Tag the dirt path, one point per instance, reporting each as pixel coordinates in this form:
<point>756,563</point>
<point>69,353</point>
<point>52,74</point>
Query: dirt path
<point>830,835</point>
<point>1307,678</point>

[EXERCISE DETAILS]: Output exactly, and only, the lines running from the one that contains "<point>756,563</point>" through the last line of the entries above.

[SOLUTION FOR THIS EXERCISE]:
<point>756,563</point>
<point>69,353</point>
<point>52,74</point>
Query: dirt path
<point>830,835</point>
<point>1307,678</point>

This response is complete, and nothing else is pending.